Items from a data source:
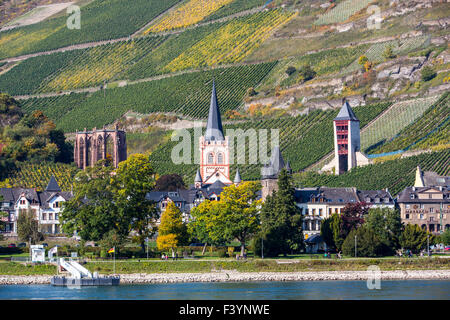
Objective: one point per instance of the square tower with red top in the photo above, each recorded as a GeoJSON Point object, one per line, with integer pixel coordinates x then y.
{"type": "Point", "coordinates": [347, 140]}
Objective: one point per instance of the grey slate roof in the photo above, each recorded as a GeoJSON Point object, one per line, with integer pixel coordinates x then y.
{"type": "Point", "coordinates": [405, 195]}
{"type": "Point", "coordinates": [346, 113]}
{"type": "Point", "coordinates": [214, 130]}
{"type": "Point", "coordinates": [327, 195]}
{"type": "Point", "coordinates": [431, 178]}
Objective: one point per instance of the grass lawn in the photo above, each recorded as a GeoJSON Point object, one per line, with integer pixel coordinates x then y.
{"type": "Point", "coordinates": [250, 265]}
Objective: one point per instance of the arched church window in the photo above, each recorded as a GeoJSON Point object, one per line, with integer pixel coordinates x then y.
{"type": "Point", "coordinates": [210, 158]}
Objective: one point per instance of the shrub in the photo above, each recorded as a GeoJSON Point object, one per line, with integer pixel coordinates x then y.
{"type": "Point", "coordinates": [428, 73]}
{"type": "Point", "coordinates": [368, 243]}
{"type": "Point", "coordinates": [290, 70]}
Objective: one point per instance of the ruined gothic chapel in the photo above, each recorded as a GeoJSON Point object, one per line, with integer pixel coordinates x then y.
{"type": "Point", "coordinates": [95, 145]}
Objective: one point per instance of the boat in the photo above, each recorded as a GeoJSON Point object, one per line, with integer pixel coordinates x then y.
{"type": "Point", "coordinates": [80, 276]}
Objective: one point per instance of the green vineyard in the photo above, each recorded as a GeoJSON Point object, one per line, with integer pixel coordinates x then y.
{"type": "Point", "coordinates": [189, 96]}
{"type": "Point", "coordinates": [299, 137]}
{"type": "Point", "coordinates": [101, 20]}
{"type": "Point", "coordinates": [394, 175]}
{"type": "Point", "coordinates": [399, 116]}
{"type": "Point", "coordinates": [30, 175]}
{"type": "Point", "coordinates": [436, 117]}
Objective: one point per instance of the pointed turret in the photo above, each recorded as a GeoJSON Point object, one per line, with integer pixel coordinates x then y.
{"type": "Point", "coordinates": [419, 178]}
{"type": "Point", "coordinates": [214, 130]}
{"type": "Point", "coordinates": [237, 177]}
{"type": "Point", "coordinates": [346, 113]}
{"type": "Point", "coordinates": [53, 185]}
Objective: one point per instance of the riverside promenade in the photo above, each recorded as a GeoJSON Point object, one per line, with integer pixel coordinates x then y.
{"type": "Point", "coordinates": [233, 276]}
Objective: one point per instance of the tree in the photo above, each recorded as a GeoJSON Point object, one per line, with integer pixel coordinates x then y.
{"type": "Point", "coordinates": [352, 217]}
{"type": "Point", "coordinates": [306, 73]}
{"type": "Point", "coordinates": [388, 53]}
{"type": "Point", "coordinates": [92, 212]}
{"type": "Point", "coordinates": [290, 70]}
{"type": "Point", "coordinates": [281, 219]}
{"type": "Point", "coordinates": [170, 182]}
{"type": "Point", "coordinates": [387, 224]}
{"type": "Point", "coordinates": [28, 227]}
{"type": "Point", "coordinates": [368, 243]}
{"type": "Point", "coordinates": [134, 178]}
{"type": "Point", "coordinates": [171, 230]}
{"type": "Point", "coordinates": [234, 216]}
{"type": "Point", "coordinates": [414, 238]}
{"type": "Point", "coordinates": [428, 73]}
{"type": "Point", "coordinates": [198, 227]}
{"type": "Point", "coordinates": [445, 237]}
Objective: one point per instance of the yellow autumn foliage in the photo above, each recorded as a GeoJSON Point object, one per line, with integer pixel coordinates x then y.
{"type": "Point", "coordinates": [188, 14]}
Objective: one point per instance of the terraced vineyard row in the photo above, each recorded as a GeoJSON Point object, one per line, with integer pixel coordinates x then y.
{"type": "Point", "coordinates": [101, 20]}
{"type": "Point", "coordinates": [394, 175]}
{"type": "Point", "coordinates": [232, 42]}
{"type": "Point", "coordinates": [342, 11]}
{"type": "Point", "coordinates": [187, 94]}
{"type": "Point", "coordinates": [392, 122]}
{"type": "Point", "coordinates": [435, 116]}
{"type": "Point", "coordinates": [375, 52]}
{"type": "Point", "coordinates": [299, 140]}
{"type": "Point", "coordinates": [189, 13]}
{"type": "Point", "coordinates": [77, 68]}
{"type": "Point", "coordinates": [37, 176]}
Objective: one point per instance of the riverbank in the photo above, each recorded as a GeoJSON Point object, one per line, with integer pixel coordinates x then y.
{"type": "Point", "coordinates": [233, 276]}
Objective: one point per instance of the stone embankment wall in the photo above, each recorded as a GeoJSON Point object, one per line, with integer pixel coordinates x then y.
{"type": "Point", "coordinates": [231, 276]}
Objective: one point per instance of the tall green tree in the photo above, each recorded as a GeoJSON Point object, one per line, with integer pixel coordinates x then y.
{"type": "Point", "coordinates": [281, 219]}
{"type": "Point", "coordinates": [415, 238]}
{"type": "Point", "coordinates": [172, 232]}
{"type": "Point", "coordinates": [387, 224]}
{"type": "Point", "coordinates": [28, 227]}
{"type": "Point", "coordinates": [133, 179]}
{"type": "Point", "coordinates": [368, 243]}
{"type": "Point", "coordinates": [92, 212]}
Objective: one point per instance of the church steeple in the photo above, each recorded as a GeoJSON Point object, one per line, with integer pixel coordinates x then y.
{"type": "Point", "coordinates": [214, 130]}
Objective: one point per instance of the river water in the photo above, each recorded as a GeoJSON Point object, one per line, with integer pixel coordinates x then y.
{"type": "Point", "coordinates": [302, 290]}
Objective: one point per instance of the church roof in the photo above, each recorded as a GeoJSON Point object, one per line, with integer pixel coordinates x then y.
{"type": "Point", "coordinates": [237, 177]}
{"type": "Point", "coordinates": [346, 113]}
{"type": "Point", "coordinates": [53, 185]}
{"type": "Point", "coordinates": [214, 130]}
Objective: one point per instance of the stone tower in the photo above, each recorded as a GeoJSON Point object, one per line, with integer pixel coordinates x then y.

Description of the task - Send back the data above verbatim, leaving out its pictures.

Response to the exercise -
Objective: one point per instance of the square tower with red top in the photo above, each recorded as a GeoJSON Point object, one per line, with integer pixel coordinates x then y.
{"type": "Point", "coordinates": [347, 140]}
Objective: one point per instance of the grey slate roof in the photo above, each recorded as a GeoJSON Point object, one per line, with integer pixel coordinates x then y.
{"type": "Point", "coordinates": [405, 195]}
{"type": "Point", "coordinates": [346, 113]}
{"type": "Point", "coordinates": [214, 130]}
{"type": "Point", "coordinates": [327, 195]}
{"type": "Point", "coordinates": [431, 178]}
Objective: one point per instance of the grass lawn in the photo above, each recorded as a GeoJSON Point object, one per line, with integer pixel coordinates x then y.
{"type": "Point", "coordinates": [250, 265]}
Objective: one point per instance of the arched church window in the photo above, each recorded as a GeoJSON Point object, one per line, with integer pixel coordinates x then y.
{"type": "Point", "coordinates": [210, 158]}
Objective: one point per instance of the shrub in the photo above, each recorded as a GeoJSON Point object, one per line, with integer pixel coordinates x then y.
{"type": "Point", "coordinates": [428, 73]}
{"type": "Point", "coordinates": [368, 243]}
{"type": "Point", "coordinates": [290, 70]}
Objective: one point per instance of the ruined gothic chapel in the photo above, each recorded as a GeoJSON Point object, one per line, with integer pixel coordinates x then y.
{"type": "Point", "coordinates": [95, 145]}
Objective: one point per instance of the boat in the photo above, each recorded as a GeoJSON Point object, one per line, with integer pixel coordinates x then y.
{"type": "Point", "coordinates": [80, 276]}
Objective: one point per instance of the green vineyard in the photo above, each recorded as a GeoJSON Point object, one per line, with integer pixel coordinates x then y.
{"type": "Point", "coordinates": [189, 96]}
{"type": "Point", "coordinates": [299, 137]}
{"type": "Point", "coordinates": [101, 20]}
{"type": "Point", "coordinates": [394, 175]}
{"type": "Point", "coordinates": [399, 116]}
{"type": "Point", "coordinates": [30, 175]}
{"type": "Point", "coordinates": [436, 117]}
Objective: one point per instance of the pointed turret in the photo above, each recorded as a GeoJSON Point object, one per line, with integer pixel coordinates x then y.
{"type": "Point", "coordinates": [419, 178]}
{"type": "Point", "coordinates": [214, 130]}
{"type": "Point", "coordinates": [237, 177]}
{"type": "Point", "coordinates": [346, 113]}
{"type": "Point", "coordinates": [53, 185]}
Objective: one point per instance of the riverside promenade in the photo above, each recorded as a GeoJSON Point object, one per line, with integer pixel coordinates x then y.
{"type": "Point", "coordinates": [233, 276]}
Objective: one point per instance of the tree in the photo above, each recorded as a GeoJSON Point object, one per line, with integer pixel coordinates x then y.
{"type": "Point", "coordinates": [352, 217]}
{"type": "Point", "coordinates": [306, 73]}
{"type": "Point", "coordinates": [388, 53]}
{"type": "Point", "coordinates": [92, 212]}
{"type": "Point", "coordinates": [290, 70]}
{"type": "Point", "coordinates": [281, 219]}
{"type": "Point", "coordinates": [170, 182]}
{"type": "Point", "coordinates": [387, 224]}
{"type": "Point", "coordinates": [28, 227]}
{"type": "Point", "coordinates": [368, 243]}
{"type": "Point", "coordinates": [134, 178]}
{"type": "Point", "coordinates": [171, 230]}
{"type": "Point", "coordinates": [234, 216]}
{"type": "Point", "coordinates": [414, 238]}
{"type": "Point", "coordinates": [428, 73]}
{"type": "Point", "coordinates": [198, 227]}
{"type": "Point", "coordinates": [445, 237]}
Objective: one point per instance of the yellow autumn foliage in the photo above, each recorded as a GeoJSON Point object, one per line, with integer pixel coordinates x then y.
{"type": "Point", "coordinates": [188, 14]}
Objective: one point per instance of the terraced vineyard row in the photo above, each recorded as a GeoJSON Point object, one per line, with integer pixel coordinates x then y.
{"type": "Point", "coordinates": [101, 20]}
{"type": "Point", "coordinates": [394, 175]}
{"type": "Point", "coordinates": [232, 42]}
{"type": "Point", "coordinates": [342, 11]}
{"type": "Point", "coordinates": [187, 94]}
{"type": "Point", "coordinates": [392, 122]}
{"type": "Point", "coordinates": [435, 116]}
{"type": "Point", "coordinates": [375, 52]}
{"type": "Point", "coordinates": [299, 140]}
{"type": "Point", "coordinates": [189, 13]}
{"type": "Point", "coordinates": [77, 68]}
{"type": "Point", "coordinates": [37, 176]}
Objective: one point per instance of the riverbank in the photo above, each recorded as a GeoJSON Point object, one per line, with integer pixel coordinates x then y.
{"type": "Point", "coordinates": [233, 276]}
Objective: one point per instance of the stone embankment wall in the photo above, each recorded as a GeoJSON Point object, one per line, with integer pixel coordinates x then y.
{"type": "Point", "coordinates": [231, 276]}
Objective: one point per instance of the tall green tree in the photo above, each recorded as a GeoJSON Point object, one per line, with integer pixel coordinates x then y.
{"type": "Point", "coordinates": [281, 219]}
{"type": "Point", "coordinates": [415, 238]}
{"type": "Point", "coordinates": [172, 232]}
{"type": "Point", "coordinates": [387, 224]}
{"type": "Point", "coordinates": [28, 227]}
{"type": "Point", "coordinates": [133, 179]}
{"type": "Point", "coordinates": [368, 243]}
{"type": "Point", "coordinates": [92, 212]}
Objective: one point per instance of the church steeple in the photo above, each recorded as a GeoJSON Point object, one per line, with integer pixel coordinates x then y.
{"type": "Point", "coordinates": [214, 130]}
Objective: one point per instance of the river water in the photo above, each recorded as a GeoJSON Point object, one per line, with integer pixel coordinates x then y.
{"type": "Point", "coordinates": [302, 290]}
Objective: one point per instance of the church roof in the photo above, each recorded as a GeoJSON Point object, one per line, with integer pixel coordinates x then y.
{"type": "Point", "coordinates": [237, 177]}
{"type": "Point", "coordinates": [346, 113]}
{"type": "Point", "coordinates": [53, 185]}
{"type": "Point", "coordinates": [214, 130]}
Objective: one point per instance of the stone tower in the photo above, each recorded as a GeoJSON Point object, one per line, with integer pixel coordinates x then y.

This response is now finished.